- _Data from a point labeling set_

══════════

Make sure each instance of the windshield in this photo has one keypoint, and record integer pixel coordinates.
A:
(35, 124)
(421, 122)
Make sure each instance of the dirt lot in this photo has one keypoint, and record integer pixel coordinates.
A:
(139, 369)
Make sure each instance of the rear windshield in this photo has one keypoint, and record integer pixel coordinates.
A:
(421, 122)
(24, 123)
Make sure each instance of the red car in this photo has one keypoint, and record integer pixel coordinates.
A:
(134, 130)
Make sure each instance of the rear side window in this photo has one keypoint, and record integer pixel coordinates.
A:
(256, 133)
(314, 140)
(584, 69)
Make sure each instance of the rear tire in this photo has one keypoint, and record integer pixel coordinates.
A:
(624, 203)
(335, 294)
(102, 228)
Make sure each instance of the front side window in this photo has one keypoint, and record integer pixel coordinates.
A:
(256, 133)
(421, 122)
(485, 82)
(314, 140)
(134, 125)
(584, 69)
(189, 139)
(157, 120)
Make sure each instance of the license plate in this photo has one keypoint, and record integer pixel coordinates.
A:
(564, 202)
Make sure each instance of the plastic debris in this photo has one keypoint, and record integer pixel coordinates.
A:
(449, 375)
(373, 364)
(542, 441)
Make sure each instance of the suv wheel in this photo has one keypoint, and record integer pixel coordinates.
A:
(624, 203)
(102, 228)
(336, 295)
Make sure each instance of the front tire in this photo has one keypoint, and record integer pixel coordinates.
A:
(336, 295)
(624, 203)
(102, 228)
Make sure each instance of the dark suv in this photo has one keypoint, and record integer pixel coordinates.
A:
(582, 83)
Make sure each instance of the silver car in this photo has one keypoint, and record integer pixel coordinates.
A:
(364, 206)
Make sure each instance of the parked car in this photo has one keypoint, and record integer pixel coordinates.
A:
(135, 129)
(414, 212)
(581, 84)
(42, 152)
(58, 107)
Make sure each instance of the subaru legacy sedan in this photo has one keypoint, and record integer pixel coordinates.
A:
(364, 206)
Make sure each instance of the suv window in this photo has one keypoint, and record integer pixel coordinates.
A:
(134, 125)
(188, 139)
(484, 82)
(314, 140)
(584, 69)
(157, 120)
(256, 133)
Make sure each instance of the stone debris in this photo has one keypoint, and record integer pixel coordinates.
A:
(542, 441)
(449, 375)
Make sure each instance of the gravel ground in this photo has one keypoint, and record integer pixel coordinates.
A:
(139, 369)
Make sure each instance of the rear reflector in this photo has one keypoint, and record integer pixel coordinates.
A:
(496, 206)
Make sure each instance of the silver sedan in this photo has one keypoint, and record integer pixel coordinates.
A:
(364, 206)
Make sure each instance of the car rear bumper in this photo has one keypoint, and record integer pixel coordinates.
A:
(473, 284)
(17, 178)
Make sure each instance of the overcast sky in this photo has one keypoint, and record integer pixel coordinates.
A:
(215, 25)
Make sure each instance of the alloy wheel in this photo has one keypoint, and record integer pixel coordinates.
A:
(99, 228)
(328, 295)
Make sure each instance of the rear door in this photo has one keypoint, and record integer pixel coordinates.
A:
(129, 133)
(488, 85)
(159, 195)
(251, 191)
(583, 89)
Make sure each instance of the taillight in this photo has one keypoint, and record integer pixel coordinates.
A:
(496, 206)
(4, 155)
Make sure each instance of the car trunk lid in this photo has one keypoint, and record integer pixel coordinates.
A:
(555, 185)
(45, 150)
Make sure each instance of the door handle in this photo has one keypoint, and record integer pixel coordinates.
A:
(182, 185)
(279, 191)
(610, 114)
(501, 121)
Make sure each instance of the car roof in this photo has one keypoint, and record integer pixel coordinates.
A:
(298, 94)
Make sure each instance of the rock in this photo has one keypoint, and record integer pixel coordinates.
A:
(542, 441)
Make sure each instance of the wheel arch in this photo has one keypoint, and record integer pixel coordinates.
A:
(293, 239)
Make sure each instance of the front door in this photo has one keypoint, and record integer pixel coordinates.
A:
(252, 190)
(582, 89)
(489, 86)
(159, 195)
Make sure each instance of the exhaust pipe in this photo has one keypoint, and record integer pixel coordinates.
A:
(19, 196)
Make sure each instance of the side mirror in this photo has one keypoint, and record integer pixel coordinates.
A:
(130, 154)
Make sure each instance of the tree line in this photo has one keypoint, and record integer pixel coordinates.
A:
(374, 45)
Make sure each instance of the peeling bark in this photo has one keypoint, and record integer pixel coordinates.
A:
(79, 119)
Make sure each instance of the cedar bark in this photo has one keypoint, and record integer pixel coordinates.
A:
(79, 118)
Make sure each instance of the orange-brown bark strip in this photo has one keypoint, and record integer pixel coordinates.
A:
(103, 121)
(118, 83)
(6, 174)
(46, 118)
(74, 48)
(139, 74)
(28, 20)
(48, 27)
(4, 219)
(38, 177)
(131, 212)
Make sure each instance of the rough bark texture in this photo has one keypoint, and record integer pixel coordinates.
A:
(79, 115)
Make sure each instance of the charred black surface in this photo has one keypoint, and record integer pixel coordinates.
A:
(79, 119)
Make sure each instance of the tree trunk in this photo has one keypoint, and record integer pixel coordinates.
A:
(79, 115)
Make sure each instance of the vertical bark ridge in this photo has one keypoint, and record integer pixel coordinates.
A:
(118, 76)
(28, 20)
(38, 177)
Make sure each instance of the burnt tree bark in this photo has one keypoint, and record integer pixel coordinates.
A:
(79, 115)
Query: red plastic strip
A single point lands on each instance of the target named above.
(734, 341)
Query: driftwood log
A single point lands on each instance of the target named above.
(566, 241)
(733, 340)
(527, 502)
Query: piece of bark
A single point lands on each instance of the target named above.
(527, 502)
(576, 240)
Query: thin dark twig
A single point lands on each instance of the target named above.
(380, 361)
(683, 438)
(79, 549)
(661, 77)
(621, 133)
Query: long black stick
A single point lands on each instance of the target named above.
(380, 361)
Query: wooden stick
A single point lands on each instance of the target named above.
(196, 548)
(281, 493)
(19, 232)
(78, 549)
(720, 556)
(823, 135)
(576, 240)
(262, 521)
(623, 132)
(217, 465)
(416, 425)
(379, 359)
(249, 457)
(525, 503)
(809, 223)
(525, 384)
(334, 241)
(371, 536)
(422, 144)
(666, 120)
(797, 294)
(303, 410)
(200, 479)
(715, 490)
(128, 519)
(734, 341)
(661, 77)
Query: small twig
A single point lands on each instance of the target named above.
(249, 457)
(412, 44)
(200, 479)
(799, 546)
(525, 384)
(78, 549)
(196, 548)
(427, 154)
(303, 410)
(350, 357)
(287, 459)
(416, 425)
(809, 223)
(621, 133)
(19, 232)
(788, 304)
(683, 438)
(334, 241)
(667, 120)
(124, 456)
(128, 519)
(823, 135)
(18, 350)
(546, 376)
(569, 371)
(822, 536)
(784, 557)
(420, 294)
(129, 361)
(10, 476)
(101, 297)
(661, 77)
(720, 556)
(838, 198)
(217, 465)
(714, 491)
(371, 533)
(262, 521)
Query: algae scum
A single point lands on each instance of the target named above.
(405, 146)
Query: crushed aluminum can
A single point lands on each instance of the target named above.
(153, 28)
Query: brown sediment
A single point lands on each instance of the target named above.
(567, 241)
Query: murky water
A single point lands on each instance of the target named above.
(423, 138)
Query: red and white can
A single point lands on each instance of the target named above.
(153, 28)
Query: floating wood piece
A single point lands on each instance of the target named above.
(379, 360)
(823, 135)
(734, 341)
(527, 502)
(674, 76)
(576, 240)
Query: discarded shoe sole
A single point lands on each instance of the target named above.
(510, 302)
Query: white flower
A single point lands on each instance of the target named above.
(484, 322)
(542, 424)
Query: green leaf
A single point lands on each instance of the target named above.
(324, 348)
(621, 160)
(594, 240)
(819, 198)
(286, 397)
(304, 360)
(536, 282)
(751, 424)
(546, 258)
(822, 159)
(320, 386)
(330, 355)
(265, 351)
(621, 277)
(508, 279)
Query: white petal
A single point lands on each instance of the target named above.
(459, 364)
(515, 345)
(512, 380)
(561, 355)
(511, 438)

══════════

Reproduce the data word for word, from the line containing "Query: green leaf" through the end of the data.

- _Completed task_
Query: green leaf
A single point lands on each instance of the target named above.
(324, 348)
(621, 160)
(594, 240)
(819, 198)
(286, 397)
(304, 360)
(536, 282)
(751, 424)
(546, 258)
(822, 159)
(320, 386)
(330, 355)
(265, 351)
(621, 277)
(508, 279)
Query: white petal
A single point lands on each instance of the target named above.
(459, 364)
(515, 345)
(512, 380)
(561, 355)
(511, 438)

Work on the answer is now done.